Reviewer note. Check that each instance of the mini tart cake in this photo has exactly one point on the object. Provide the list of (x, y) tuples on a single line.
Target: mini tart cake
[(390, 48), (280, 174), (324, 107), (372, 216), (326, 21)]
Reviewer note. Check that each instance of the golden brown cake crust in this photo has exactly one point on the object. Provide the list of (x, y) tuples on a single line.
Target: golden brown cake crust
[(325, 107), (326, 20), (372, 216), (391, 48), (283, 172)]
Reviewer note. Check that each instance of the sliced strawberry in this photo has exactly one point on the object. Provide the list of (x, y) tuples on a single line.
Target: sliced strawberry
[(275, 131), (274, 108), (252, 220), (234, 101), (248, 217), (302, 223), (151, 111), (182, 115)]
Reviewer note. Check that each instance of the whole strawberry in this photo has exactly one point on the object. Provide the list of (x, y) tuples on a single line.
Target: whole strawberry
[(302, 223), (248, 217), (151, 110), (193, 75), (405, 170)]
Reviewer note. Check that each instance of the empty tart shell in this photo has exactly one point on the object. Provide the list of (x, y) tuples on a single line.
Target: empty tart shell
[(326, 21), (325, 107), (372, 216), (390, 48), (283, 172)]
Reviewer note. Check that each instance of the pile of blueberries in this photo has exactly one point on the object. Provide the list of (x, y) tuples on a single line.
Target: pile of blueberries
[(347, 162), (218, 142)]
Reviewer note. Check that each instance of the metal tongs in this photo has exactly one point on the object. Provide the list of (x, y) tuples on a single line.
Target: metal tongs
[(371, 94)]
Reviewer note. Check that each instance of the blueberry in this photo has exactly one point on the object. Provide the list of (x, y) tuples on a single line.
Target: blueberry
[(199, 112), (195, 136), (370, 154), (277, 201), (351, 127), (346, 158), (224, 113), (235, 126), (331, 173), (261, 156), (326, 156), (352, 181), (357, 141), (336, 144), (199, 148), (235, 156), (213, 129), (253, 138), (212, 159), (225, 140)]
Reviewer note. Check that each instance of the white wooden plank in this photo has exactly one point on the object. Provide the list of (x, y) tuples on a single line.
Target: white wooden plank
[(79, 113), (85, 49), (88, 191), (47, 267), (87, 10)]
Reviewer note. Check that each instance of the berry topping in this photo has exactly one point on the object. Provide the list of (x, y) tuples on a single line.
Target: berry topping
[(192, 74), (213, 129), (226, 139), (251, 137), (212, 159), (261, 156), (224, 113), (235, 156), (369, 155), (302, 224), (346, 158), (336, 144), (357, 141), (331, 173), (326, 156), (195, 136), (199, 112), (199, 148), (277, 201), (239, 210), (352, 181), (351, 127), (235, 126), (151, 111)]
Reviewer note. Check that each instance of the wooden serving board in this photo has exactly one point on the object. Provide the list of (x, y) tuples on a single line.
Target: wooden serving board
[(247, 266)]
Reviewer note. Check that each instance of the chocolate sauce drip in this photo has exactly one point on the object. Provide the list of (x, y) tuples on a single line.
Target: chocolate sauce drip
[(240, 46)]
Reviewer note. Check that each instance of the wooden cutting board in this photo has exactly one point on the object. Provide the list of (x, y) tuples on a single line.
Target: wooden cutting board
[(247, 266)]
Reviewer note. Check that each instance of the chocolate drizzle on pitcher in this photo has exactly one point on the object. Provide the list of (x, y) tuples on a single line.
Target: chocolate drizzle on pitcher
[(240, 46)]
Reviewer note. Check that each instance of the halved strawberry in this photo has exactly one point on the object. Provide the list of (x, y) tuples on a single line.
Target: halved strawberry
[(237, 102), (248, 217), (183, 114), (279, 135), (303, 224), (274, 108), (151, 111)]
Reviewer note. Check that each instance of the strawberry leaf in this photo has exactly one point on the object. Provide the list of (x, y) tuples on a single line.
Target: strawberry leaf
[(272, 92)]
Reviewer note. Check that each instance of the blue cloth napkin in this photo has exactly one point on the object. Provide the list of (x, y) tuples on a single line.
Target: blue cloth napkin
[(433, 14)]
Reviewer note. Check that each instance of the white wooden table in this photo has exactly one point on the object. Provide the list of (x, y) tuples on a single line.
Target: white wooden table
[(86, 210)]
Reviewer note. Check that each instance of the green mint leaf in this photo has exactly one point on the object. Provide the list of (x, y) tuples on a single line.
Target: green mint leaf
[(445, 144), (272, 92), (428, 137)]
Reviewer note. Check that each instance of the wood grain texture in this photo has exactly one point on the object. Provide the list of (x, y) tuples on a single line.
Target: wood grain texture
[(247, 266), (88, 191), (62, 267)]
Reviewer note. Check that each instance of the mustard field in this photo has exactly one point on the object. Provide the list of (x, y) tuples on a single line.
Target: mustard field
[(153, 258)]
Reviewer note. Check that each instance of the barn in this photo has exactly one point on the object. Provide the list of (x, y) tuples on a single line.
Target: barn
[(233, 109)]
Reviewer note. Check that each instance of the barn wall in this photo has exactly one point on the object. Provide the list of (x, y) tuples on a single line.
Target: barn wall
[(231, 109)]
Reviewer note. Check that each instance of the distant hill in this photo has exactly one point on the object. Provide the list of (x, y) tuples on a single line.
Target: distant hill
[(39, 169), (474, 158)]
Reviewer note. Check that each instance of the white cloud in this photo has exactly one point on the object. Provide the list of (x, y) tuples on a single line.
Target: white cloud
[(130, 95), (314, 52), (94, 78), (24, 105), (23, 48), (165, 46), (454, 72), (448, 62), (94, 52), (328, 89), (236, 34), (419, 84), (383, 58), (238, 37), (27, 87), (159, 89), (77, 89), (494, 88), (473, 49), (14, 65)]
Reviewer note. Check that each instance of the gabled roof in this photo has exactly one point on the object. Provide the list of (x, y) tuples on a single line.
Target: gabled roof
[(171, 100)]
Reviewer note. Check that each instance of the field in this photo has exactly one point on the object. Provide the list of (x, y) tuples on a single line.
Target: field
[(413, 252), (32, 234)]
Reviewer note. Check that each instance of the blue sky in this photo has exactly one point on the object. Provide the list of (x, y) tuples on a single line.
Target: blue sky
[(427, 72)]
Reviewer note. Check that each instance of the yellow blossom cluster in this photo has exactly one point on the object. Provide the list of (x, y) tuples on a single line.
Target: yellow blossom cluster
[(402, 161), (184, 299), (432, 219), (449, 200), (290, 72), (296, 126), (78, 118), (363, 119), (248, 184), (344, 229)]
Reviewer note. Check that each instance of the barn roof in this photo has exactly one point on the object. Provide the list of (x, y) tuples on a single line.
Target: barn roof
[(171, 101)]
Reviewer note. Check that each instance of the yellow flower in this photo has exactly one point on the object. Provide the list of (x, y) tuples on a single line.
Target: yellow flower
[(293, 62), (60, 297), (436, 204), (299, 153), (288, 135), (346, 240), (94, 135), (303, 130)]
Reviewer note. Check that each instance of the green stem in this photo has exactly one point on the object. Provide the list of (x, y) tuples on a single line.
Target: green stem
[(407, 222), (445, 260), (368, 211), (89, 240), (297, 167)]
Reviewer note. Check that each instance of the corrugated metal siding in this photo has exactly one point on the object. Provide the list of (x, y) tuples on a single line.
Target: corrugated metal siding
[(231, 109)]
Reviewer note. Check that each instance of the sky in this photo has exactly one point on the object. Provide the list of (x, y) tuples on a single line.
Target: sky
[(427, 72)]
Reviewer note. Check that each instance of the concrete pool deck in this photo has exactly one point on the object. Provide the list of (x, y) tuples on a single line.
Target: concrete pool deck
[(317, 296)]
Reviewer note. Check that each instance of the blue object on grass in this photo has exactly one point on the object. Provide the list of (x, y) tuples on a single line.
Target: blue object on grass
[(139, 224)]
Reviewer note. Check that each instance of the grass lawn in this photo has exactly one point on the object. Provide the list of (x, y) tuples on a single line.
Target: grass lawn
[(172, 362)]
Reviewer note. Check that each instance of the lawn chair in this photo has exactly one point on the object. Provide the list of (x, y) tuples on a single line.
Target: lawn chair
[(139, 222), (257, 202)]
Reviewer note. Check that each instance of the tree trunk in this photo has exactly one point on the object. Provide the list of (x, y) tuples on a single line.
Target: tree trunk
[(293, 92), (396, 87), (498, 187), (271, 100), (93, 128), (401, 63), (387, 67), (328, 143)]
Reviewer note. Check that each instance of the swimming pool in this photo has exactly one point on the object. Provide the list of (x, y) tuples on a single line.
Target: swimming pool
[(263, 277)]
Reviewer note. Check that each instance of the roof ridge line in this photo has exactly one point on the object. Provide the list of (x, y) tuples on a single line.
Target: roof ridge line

====

> [ABOUT THIS EXERCISE] Find how many lines of the material include the string "ridge". Nothing but the number should be given.

> [REPLY] 2